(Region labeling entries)
+ + + +

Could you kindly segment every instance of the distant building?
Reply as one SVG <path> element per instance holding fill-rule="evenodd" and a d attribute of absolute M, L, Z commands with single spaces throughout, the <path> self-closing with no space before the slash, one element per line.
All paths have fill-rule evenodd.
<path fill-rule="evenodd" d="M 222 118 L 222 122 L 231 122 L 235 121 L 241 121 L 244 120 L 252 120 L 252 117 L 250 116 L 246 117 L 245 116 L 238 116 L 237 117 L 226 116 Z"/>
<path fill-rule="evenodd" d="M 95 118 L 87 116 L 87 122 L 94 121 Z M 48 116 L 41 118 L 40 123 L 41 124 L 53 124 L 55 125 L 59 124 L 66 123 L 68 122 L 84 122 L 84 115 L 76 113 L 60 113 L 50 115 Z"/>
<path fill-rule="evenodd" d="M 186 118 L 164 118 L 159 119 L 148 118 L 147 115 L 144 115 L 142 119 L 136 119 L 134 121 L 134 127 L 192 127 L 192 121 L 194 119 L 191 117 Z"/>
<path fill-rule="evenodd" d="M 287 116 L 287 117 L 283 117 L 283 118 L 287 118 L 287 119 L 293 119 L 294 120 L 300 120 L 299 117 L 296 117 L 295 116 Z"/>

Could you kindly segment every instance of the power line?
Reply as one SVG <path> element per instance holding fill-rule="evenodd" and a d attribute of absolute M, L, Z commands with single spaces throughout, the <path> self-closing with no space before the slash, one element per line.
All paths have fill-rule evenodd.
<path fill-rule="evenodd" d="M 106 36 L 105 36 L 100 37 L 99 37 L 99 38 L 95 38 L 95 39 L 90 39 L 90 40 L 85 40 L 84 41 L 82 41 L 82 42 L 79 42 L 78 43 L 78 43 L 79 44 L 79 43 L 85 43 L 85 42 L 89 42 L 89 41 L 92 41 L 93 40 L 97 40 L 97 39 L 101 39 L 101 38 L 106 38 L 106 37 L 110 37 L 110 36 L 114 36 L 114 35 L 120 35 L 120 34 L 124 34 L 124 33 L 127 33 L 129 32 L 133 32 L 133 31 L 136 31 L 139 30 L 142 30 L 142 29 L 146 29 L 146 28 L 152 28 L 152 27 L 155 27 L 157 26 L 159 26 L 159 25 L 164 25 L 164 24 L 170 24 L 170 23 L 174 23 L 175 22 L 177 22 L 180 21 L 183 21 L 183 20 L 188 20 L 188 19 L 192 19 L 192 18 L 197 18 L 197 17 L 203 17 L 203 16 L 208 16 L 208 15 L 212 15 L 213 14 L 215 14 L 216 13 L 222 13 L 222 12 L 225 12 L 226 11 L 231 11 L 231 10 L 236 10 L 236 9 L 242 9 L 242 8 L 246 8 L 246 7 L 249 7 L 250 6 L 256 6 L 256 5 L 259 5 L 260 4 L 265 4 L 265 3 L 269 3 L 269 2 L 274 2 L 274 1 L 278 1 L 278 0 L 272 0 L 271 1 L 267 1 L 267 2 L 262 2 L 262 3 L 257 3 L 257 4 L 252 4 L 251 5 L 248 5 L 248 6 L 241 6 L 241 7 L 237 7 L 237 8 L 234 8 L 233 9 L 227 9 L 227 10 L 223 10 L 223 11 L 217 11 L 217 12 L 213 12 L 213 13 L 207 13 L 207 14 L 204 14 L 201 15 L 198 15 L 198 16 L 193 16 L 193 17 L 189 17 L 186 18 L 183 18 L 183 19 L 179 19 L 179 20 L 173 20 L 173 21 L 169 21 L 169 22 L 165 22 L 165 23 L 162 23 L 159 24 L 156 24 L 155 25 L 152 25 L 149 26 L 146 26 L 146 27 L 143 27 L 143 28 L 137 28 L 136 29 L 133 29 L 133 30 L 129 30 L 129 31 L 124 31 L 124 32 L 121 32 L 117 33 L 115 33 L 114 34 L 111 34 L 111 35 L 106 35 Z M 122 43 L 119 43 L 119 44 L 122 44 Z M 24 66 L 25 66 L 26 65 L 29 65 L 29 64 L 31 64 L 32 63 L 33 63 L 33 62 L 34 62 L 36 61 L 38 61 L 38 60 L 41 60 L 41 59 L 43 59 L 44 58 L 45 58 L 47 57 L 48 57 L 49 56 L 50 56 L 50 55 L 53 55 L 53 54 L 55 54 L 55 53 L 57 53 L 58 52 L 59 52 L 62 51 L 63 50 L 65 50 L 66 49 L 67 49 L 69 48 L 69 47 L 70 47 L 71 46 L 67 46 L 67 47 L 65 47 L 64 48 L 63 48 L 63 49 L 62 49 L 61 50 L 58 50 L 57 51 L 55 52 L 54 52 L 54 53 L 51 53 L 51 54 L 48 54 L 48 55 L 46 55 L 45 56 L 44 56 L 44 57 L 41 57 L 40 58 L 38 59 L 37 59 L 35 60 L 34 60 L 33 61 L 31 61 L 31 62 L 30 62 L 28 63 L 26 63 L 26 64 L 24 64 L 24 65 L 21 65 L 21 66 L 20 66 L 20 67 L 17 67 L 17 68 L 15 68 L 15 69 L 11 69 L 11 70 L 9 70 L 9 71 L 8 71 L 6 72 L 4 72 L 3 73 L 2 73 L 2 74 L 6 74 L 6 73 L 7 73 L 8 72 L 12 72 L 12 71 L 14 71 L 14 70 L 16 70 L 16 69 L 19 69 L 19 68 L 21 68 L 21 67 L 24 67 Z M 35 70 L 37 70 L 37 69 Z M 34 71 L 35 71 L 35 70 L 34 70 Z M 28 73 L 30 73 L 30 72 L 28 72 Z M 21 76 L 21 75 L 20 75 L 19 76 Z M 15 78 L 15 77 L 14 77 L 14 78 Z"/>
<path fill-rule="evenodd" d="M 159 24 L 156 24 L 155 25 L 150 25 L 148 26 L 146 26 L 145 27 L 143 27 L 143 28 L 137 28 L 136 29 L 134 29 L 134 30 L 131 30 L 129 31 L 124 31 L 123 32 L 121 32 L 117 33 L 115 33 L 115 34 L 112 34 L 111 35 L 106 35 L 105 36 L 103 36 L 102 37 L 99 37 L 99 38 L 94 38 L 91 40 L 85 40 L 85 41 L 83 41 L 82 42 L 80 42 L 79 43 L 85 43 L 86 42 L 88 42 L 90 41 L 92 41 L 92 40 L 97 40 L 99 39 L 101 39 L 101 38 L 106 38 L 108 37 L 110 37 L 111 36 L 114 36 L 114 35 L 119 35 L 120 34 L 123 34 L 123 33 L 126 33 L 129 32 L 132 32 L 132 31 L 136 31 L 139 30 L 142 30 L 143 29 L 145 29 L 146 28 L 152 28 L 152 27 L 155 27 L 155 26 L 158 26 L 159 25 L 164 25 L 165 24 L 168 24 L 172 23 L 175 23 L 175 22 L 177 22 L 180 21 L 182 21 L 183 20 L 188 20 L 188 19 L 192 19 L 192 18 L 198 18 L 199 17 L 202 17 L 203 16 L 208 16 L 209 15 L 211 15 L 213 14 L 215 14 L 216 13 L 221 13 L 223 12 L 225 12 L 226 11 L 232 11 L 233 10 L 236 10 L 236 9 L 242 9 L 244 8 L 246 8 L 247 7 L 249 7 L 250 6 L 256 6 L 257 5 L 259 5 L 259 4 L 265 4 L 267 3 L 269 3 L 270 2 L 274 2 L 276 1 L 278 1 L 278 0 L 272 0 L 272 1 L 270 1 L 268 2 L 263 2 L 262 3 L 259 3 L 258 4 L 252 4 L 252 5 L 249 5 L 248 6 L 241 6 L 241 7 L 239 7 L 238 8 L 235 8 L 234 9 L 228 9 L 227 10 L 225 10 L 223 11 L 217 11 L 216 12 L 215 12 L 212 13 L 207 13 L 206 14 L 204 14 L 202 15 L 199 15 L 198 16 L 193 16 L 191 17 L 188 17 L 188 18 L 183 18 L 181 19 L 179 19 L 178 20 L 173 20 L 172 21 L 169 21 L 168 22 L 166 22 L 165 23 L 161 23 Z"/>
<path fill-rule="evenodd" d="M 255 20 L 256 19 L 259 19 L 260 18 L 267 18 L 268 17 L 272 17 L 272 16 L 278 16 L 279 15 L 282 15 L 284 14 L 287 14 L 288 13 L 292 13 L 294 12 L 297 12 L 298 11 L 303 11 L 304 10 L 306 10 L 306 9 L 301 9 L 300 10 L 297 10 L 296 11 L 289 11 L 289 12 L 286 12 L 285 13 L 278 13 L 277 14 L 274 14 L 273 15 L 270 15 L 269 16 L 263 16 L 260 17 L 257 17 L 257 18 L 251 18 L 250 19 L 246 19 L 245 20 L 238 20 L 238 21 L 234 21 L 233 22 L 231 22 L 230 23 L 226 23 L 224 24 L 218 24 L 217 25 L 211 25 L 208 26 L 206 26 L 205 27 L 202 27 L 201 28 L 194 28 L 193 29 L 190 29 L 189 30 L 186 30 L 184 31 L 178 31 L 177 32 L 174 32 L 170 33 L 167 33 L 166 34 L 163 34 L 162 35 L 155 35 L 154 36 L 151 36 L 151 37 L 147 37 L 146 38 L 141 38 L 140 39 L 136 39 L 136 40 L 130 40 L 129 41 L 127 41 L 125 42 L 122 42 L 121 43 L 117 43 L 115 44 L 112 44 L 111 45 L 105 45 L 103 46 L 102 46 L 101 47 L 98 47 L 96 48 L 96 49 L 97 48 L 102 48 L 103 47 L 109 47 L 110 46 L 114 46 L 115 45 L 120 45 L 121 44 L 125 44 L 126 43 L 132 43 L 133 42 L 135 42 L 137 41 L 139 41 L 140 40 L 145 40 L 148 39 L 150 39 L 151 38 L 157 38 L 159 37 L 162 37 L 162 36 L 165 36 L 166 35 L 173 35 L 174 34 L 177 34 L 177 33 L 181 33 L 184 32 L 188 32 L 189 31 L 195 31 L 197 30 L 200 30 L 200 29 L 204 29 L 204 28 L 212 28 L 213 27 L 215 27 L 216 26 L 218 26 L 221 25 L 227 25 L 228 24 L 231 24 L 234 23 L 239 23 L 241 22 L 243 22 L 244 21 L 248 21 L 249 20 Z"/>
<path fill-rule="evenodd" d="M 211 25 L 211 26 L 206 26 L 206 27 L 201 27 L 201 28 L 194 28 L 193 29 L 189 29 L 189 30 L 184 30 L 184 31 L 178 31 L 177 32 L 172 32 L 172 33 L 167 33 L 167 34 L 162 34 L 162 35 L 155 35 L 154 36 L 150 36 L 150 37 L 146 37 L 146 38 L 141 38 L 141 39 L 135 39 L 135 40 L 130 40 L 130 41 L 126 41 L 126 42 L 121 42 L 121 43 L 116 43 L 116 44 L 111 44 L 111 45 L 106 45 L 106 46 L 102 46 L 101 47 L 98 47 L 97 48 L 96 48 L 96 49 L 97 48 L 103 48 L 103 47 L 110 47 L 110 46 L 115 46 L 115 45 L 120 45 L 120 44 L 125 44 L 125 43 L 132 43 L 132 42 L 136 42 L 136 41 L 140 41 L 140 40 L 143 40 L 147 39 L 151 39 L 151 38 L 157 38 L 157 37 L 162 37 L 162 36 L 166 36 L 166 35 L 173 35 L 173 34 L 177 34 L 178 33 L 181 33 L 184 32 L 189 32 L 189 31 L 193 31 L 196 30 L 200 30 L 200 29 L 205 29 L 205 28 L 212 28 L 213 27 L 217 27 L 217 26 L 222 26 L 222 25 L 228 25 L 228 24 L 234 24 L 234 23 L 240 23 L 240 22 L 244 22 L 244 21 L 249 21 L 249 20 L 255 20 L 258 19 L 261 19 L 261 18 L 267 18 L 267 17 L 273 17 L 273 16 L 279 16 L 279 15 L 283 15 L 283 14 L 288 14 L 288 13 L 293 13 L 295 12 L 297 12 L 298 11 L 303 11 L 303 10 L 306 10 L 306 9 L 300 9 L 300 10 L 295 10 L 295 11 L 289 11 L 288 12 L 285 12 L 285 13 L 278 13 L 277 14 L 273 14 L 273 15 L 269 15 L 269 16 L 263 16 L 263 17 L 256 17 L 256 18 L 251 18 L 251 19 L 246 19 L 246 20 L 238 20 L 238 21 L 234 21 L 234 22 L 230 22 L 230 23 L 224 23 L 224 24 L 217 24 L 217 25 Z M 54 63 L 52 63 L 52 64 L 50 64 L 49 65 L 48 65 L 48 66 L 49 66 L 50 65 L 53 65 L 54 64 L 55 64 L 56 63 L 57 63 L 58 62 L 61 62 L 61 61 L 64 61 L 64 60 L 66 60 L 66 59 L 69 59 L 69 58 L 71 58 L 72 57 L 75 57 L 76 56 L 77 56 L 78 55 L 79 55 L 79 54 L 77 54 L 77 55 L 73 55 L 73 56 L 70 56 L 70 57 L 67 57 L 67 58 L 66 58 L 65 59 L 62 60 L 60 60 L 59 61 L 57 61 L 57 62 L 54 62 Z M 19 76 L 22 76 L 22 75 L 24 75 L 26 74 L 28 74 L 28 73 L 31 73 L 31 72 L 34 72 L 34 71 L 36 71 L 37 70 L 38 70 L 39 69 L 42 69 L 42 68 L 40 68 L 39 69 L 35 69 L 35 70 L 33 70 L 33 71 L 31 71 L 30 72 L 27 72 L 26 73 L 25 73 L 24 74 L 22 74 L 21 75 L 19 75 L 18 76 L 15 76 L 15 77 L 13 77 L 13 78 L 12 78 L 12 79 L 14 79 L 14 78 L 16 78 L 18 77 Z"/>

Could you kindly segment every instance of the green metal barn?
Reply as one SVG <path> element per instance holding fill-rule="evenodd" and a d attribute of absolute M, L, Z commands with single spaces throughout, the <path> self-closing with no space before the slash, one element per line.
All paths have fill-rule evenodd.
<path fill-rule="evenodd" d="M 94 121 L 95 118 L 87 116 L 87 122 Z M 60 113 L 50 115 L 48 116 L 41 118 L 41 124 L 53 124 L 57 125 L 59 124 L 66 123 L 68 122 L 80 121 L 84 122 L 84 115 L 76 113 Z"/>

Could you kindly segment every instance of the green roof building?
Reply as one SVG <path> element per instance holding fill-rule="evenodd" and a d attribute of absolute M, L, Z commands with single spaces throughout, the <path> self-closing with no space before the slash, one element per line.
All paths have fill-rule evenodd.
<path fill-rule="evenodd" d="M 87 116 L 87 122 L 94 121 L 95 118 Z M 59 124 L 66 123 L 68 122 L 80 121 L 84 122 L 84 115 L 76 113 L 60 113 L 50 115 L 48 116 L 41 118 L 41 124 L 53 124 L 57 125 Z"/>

+ + + +

◆ EXERCISE INSTRUCTIONS: Locate "Could you kindly segment every instance of the green metal" in the data above. Then repeat, exactly, its line and each line after it through the last, adding nothing.

◆ TASK RESPONSE:
Could you kindly segment every instance of the green metal barn?
Reply as one SVG <path> element per instance holding fill-rule="evenodd" and a d attribute of absolute M, L, Z commands with single spaces throughout, the <path> self-closing with no space before the slash, one element per line.
All paths have fill-rule evenodd.
<path fill-rule="evenodd" d="M 94 121 L 95 118 L 87 116 L 87 122 Z M 60 113 L 50 115 L 48 116 L 41 118 L 41 124 L 53 124 L 57 125 L 59 124 L 66 123 L 68 122 L 80 121 L 84 122 L 84 115 L 76 113 Z"/>

Could you kindly segment every instance of the green roof building?
Reply as one SVG <path> element per instance holding fill-rule="evenodd" and a d attribute of absolute M, L, Z commands with single spaces throughout, the <path> self-closing with no space before the slash, one element per line.
All paths have fill-rule evenodd.
<path fill-rule="evenodd" d="M 87 116 L 87 122 L 94 121 L 95 118 Z M 59 124 L 66 123 L 68 122 L 80 121 L 84 122 L 84 115 L 76 113 L 60 113 L 50 115 L 48 116 L 41 118 L 41 124 L 53 124 L 57 125 Z"/>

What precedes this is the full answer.